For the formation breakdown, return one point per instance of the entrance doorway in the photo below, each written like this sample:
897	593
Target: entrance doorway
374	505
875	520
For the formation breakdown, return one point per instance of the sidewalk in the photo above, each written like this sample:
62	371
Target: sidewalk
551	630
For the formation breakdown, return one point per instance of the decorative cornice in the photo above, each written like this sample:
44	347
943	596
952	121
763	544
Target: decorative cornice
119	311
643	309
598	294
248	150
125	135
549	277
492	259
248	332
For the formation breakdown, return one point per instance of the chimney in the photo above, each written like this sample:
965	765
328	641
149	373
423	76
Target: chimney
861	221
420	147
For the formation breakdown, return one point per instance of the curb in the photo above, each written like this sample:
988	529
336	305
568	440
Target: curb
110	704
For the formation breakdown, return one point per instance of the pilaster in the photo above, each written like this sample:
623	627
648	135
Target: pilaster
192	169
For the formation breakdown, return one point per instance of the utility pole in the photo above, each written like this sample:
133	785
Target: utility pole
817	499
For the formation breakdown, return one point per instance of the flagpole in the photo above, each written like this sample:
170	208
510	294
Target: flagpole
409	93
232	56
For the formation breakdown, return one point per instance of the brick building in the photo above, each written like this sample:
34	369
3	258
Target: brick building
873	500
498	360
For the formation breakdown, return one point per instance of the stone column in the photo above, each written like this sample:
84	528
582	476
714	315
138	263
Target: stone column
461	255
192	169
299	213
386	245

* * *

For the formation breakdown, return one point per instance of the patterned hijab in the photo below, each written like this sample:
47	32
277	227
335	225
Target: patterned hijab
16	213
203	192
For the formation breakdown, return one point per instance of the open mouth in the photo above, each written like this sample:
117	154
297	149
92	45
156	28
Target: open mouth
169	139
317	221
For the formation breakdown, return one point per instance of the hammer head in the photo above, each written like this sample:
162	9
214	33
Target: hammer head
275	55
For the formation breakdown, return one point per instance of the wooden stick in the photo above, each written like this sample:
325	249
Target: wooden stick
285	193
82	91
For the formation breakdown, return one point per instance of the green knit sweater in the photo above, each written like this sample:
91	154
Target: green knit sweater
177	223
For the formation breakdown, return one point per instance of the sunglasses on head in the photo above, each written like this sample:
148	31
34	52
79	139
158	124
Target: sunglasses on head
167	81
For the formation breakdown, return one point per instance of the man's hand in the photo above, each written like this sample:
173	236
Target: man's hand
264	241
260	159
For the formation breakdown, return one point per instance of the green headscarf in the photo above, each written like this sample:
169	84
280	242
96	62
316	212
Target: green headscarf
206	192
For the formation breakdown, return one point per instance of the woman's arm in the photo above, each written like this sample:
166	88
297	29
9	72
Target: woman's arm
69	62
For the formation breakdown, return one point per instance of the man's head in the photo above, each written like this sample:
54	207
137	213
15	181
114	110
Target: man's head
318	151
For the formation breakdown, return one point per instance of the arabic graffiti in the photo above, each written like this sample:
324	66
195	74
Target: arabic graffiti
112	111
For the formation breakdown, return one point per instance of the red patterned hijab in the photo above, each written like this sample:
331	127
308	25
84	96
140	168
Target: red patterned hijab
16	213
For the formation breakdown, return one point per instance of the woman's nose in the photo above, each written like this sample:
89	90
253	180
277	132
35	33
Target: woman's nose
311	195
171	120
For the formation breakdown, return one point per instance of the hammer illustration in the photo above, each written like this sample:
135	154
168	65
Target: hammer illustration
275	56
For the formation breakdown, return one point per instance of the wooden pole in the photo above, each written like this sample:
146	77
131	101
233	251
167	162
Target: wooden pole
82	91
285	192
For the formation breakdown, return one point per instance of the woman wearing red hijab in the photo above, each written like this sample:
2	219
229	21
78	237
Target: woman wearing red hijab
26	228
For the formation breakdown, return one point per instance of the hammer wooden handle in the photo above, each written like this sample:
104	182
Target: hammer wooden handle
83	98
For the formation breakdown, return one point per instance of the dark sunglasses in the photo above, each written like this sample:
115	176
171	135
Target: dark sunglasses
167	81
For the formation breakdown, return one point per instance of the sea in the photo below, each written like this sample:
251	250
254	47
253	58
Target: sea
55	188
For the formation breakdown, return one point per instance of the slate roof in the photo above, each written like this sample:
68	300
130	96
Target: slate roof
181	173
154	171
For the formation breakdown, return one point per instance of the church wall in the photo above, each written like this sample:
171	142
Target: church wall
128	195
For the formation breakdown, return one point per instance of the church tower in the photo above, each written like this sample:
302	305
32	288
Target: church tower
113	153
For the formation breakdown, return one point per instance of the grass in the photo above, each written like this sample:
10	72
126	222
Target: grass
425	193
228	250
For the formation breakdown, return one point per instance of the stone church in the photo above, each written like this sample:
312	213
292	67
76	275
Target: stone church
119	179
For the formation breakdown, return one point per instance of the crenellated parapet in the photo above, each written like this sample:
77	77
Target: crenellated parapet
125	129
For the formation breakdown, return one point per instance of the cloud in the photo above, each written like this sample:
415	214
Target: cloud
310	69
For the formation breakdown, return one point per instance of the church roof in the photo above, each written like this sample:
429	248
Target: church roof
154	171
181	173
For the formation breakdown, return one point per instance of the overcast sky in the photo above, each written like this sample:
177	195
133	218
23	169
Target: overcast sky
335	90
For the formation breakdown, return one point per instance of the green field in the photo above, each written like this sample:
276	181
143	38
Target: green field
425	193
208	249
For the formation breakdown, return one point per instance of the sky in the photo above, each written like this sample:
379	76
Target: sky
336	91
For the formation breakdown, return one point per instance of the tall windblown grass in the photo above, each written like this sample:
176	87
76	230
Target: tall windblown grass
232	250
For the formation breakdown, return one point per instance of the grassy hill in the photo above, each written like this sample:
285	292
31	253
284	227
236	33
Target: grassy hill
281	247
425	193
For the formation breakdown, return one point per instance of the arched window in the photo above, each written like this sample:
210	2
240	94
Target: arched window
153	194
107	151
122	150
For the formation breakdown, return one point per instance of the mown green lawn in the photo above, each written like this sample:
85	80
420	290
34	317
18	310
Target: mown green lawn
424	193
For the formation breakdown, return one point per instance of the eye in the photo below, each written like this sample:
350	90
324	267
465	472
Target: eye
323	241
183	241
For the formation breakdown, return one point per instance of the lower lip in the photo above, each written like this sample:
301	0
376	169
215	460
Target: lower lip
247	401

**TASK GOAL**
Check all the records above and select each line where the string "below" is found.

**OUTPUT OF THE TASK**
For the formation breakdown, return one point per instance of the entrance doorway in the photo below, each written like this sample:
For the formation breakdown, return one point per instance of the patterned hijab in the photo below, each written like this sample:
For the formation breakdown, return one point per instance of the sea in the photo below, each written like this sample:
For the formation breakdown, return one point per instance of the eye in the photo below, each written like this sample:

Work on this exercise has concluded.